▶ _Job_:
Reproduce the listing from its start up to and including the line with "33L197 38L202 52L234", substituting "coarse mask" for every "rough mask" and leaving everything else unchanged. Omit the pictures from your answer.

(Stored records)
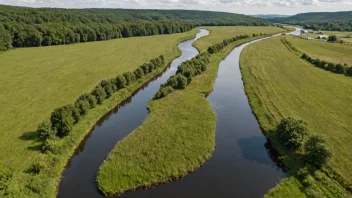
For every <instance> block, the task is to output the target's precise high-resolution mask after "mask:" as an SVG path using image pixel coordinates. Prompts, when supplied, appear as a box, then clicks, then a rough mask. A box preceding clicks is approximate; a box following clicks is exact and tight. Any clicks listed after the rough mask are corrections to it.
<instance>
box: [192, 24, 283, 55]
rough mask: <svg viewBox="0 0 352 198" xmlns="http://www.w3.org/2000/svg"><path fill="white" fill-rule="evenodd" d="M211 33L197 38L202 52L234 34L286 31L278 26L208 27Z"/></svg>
mask: <svg viewBox="0 0 352 198" xmlns="http://www.w3.org/2000/svg"><path fill="white" fill-rule="evenodd" d="M206 29H207V30H209V31H210V32H211V33H210V35H209V36H207V37H205V38H202V39H200V40H197V41H196V42H195V43H194V46H195V47H196V48H198V49H199V50H200V51H201V52H203V51H206V50H207V49H208V47H209V46H211V45H214V44H217V43H220V42H222V41H223V40H224V39H228V38H232V37H234V36H239V35H244V34H248V35H251V36H252V34H260V33H263V34H273V33H279V32H283V31H286V30H284V29H282V28H278V27H260V26H258V27H244V26H238V27H231V26H230V27H229V26H225V27H206Z"/></svg>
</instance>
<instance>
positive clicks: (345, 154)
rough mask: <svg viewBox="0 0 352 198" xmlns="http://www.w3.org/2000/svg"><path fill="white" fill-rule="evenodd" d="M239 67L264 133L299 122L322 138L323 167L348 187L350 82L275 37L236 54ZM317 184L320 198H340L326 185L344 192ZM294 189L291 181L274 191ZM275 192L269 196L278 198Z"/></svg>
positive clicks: (349, 164)
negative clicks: (326, 145)
mask: <svg viewBox="0 0 352 198" xmlns="http://www.w3.org/2000/svg"><path fill="white" fill-rule="evenodd" d="M291 40H292V38H291ZM292 43H294V42H292ZM294 45H295V46H296V43H294ZM329 45H331V44H329ZM317 46H319V45H317ZM310 47H311V49H310V50H312V51H313V49H314V48H313V47H312V46H310ZM316 48H317V49H316V51H319V47H316ZM305 51H307V52H308V53H309V51H308V50H305ZM312 55H313V54H312ZM240 63H241V69H242V74H243V79H244V83H245V91H246V93H247V95H248V97H249V100H250V104H251V106H252V109H253V111H254V113H255V114H256V115H257V117H258V119H259V122H260V124H261V126H262V127H263V128H264V130H265V131H268V130H271V129H274V127H275V126H276V125H277V123H278V122H279V121H280V120H281V119H282V118H283V117H286V116H293V117H297V118H301V119H303V120H304V121H305V122H307V124H308V128H309V131H310V132H311V133H315V134H319V135H322V136H325V137H326V138H327V141H328V145H329V146H330V147H331V148H332V150H333V159H332V160H331V162H330V164H329V166H330V167H332V169H333V170H334V171H336V172H337V173H339V174H340V175H341V176H342V177H343V178H344V179H345V180H346V181H348V182H349V183H352V149H351V141H352V122H351V116H352V109H351V104H350V101H351V100H352V79H351V78H350V77H347V76H343V75H338V74H334V73H331V72H327V71H324V70H322V69H319V68H316V67H314V66H313V65H311V64H310V63H308V62H306V61H304V60H302V59H300V58H299V57H298V56H297V55H295V54H294V53H292V52H290V51H289V50H288V49H287V48H286V47H285V46H284V45H283V44H282V43H281V41H280V38H273V39H268V40H264V41H261V42H258V43H255V44H253V45H249V46H248V47H246V48H245V49H244V51H243V52H242V54H241V59H240ZM321 181H325V183H324V182H320V183H319V182H317V183H319V184H317V185H318V186H319V187H318V188H320V190H321V191H322V192H321V193H323V195H324V196H323V197H336V196H337V197H338V196H340V194H337V193H334V192H328V190H326V189H329V188H330V187H331V186H335V187H334V189H337V190H336V191H339V192H341V193H344V192H343V191H344V190H343V189H341V187H340V186H339V185H338V184H336V182H335V181H330V180H329V179H322V180H321ZM296 184H297V182H296V180H295V179H294V178H291V179H290V180H285V183H284V185H283V186H282V187H283V188H280V190H283V191H285V189H286V190H290V189H294V190H295V191H296V192H294V193H292V195H294V194H295V193H297V191H298V192H299V189H300V186H299V184H297V185H296ZM284 186H290V189H288V188H286V187H284ZM303 189H304V188H303ZM280 190H278V191H276V192H277V193H279V195H277V196H274V197H280V195H281V197H283V195H284V194H280ZM306 190H311V189H309V188H306ZM286 194H287V192H286ZM288 194H290V193H288ZM302 196H303V195H302ZM293 197H295V196H293ZM296 197H298V196H296Z"/></svg>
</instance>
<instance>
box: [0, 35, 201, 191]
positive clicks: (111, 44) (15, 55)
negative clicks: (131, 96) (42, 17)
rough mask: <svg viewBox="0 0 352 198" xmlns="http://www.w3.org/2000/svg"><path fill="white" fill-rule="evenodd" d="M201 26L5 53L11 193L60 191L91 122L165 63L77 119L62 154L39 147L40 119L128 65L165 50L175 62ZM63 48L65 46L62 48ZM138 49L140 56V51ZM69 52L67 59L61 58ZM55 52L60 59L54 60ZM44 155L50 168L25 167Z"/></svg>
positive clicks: (40, 160) (7, 162)
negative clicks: (14, 88)
mask: <svg viewBox="0 0 352 198" xmlns="http://www.w3.org/2000/svg"><path fill="white" fill-rule="evenodd" d="M196 32H197V30H193V31H191V32H187V33H183V34H172V35H163V36H152V37H138V38H131V39H119V40H111V41H105V42H94V43H86V44H77V45H70V46H58V47H46V48H29V49H16V50H13V51H9V52H5V53H2V54H0V57H1V59H2V60H6V61H7V62H6V64H7V65H5V64H4V62H1V64H2V65H1V66H2V67H1V70H2V71H3V72H2V73H1V74H2V75H3V76H2V78H1V80H3V83H2V85H6V87H5V86H3V87H2V89H3V90H5V92H2V93H7V95H1V97H0V100H1V105H2V106H1V108H2V113H3V114H1V117H0V121H1V124H2V126H1V127H2V133H1V136H0V137H1V139H0V141H1V144H0V147H1V149H2V152H1V153H0V156H1V161H0V164H1V165H7V164H9V163H10V164H11V168H12V169H13V170H14V175H13V178H12V182H11V183H10V184H9V187H8V189H7V193H10V195H11V196H14V197H23V196H26V197H33V196H34V197H35V196H38V195H40V196H42V197H54V196H55V195H56V191H57V185H58V182H59V179H60V177H61V172H62V170H63V169H64V167H65V164H66V163H67V160H68V159H69V157H70V156H71V155H72V153H73V152H74V150H75V148H76V147H77V146H78V144H79V143H80V141H81V140H82V139H83V138H84V136H85V135H86V134H87V133H88V132H89V131H90V129H91V127H92V126H94V124H95V123H96V122H97V121H98V120H99V119H100V118H101V117H102V116H103V115H104V114H105V113H106V112H107V111H109V110H110V109H112V108H113V107H115V106H116V104H118V103H120V102H121V101H123V100H124V99H125V98H127V97H128V96H130V95H131V94H132V93H133V92H134V91H135V90H136V89H138V88H139V87H140V86H142V85H143V84H144V83H145V82H147V81H148V80H149V79H151V78H152V77H153V76H155V75H156V74H158V73H159V72H161V71H162V70H163V68H159V69H157V70H155V72H152V73H150V74H148V75H146V76H144V77H143V78H141V79H140V80H138V81H137V82H135V83H133V84H131V85H130V86H129V87H127V88H126V89H122V90H120V91H118V92H117V93H116V94H114V95H113V96H112V97H111V98H109V99H108V100H106V101H104V102H103V104H102V105H99V106H98V107H96V108H94V109H92V110H91V111H90V112H89V114H88V115H86V116H84V117H83V118H82V119H81V121H80V122H79V123H78V124H77V125H75V127H74V128H73V130H72V133H71V134H72V135H69V136H67V137H65V138H63V139H62V140H61V141H60V144H65V146H64V147H63V148H64V149H63V150H61V151H60V155H41V154H40V151H39V150H38V149H39V146H40V142H38V141H37V134H36V133H35V132H33V131H35V130H36V127H37V125H38V123H40V122H41V121H43V120H44V119H47V118H48V117H49V116H50V113H51V112H52V110H53V109H54V108H56V107H59V106H62V105H65V104H69V103H73V102H74V100H75V99H76V98H78V96H80V95H81V94H83V93H84V92H88V91H91V90H92V89H93V88H94V86H95V85H96V84H98V82H100V80H102V79H106V78H109V77H114V76H116V75H117V74H121V73H122V72H125V71H132V70H134V69H136V68H137V67H138V66H139V65H141V64H143V63H145V62H148V61H149V60H150V59H151V58H155V57H156V56H158V55H160V54H164V56H165V61H166V62H170V61H171V60H172V59H174V58H175V57H176V56H178V55H179V54H180V52H179V50H178V49H177V43H178V42H180V41H181V40H185V39H190V38H191V37H193V36H194V34H195V33H196ZM136 46H137V47H136ZM150 46H154V47H155V46H158V48H153V50H150ZM123 47H124V49H126V52H124V50H120V53H119V54H117V55H115V53H113V52H112V51H115V50H118V49H119V48H120V49H122V48H123ZM58 48H60V49H58ZM66 48H67V50H65V49H66ZM104 49H105V50H106V51H104ZM60 51H63V52H61V53H60ZM122 52H123V53H122ZM54 53H56V55H55V56H57V57H56V58H55V56H54ZM104 53H105V54H104ZM40 54H42V55H43V54H44V55H45V56H44V57H43V58H38V59H34V58H31V56H39V55H40ZM58 54H62V56H60V55H58ZM97 54H99V55H100V56H102V57H103V58H101V57H99V56H98V55H97ZM135 54H138V56H134V55H135ZM77 55H79V56H77ZM63 57H64V58H65V59H64V61H61V59H62V58H63ZM54 58H55V60H56V61H54V60H52V59H54ZM26 61H27V62H26ZM31 61H32V62H31ZM82 63H84V64H82ZM10 66H12V67H10ZM49 67H50V68H49ZM23 70H25V71H26V73H24V72H23ZM57 76H58V78H57ZM11 77H12V81H11ZM14 79H15V80H14ZM27 79H29V80H27ZM5 82H6V83H5ZM11 87H20V89H19V90H11ZM58 90H59V91H58ZM60 90H62V91H60ZM9 97H10V98H9ZM27 103H28V104H27ZM38 160H39V161H41V162H42V163H43V164H44V165H45V166H44V167H46V168H44V170H42V171H41V172H40V174H39V175H32V174H27V173H25V170H27V169H28V168H29V166H30V165H31V164H32V163H33V162H37V161H38ZM48 167H50V168H48ZM44 183H45V185H43V184H44ZM0 193H1V192H0ZM0 195H1V194H0Z"/></svg>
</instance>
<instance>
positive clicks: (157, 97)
mask: <svg viewBox="0 0 352 198" xmlns="http://www.w3.org/2000/svg"><path fill="white" fill-rule="evenodd" d="M172 92H174V88H172V87H171V86H165V87H161V88H160V89H159V90H158V92H156V94H155V95H154V99H160V98H163V97H165V96H167V95H168V94H170V93H172Z"/></svg>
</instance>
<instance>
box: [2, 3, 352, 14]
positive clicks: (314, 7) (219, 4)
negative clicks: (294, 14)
mask: <svg viewBox="0 0 352 198" xmlns="http://www.w3.org/2000/svg"><path fill="white" fill-rule="evenodd" d="M0 4H8V5H19V6H30V7H68V8H91V7H97V8H102V7H104V8H146V9H151V8H157V9H199V10H218V11H230V12H236V10H239V11H240V12H241V11H242V10H246V9H247V10H248V11H250V10H256V11H258V10H260V9H265V12H266V11H267V10H270V8H272V9H271V10H275V9H274V8H277V9H276V10H279V11H280V9H279V8H285V9H291V10H292V9H296V11H295V12H296V13H297V12H301V11H302V8H305V7H307V8H308V7H309V8H310V9H313V10H309V11H336V10H337V9H339V10H341V8H343V9H344V10H348V9H349V10H352V6H351V5H352V0H0ZM334 9H335V10H334ZM305 10H308V9H305ZM282 12H283V11H282ZM251 14H253V13H251Z"/></svg>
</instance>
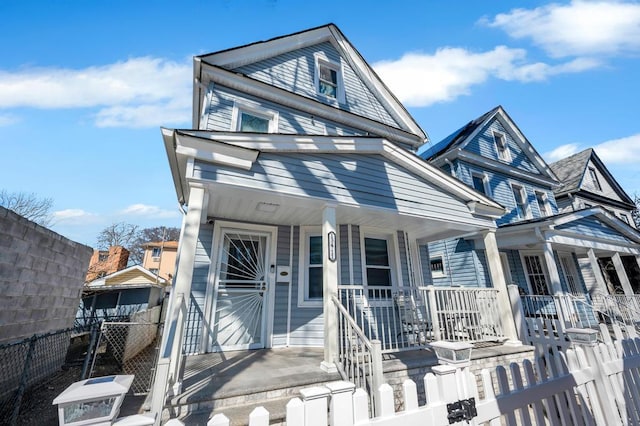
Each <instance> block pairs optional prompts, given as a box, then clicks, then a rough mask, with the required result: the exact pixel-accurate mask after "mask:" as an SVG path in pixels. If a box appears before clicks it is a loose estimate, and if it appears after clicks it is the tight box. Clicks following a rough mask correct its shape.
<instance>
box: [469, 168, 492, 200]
mask: <svg viewBox="0 0 640 426" xmlns="http://www.w3.org/2000/svg"><path fill="white" fill-rule="evenodd" d="M474 176H475V177H479V178H480V179H482V184H483V185H484V194H485V196H487V197H489V198H491V187H490V186H489V175H488V174H487V173H486V172H477V171H473V170H472V171H471V187H472V188H474V186H473V178H474ZM474 189H475V188H474Z"/></svg>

▶ _Answer for the task_:
For every <instance> block, the task is to output the target's precise high-resolution mask after "mask:" as an SVG path using image pixel coordinates. Prompts, when supplied, appear as a box, then clicks, then a coarse mask. A box preceding clicks is approximate; a box following clicks is exact and tight. Any clicks listed after the coarse mask are corrections to it.
<instance>
box: [192, 24, 283, 55]
coarse mask: <svg viewBox="0 0 352 198" xmlns="http://www.w3.org/2000/svg"><path fill="white" fill-rule="evenodd" d="M211 33L197 38L202 52L234 34L286 31L278 26L208 27Z"/></svg>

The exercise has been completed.